Pointing records for named objects:
+===+
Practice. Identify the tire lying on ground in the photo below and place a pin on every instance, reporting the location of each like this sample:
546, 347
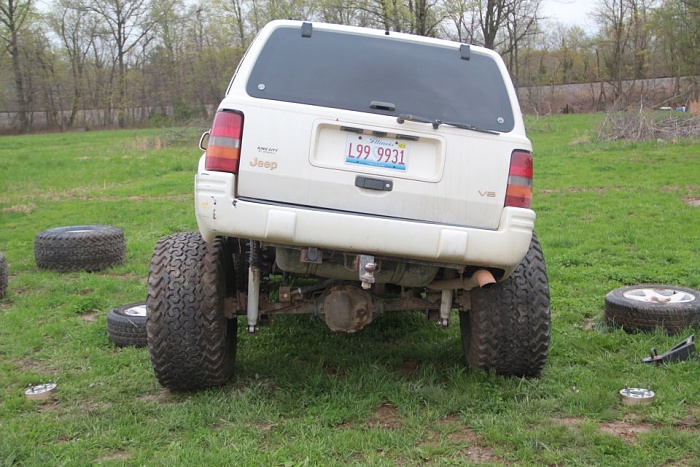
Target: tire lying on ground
647, 307
79, 248
126, 325
3, 275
+===+
• [GOAL]:
Add 22 to each coordinate in the answers and write out every item above again in full with that change, leaving out the pictures.

• [EXPECTED OUTPUT]:
Practice. Identify the tire lying on ground in the photo below and place a pin on every instance, reporting the location of each like this sample:
546, 347
Target: tire lying on ground
669, 329
101, 270
148, 347
25, 297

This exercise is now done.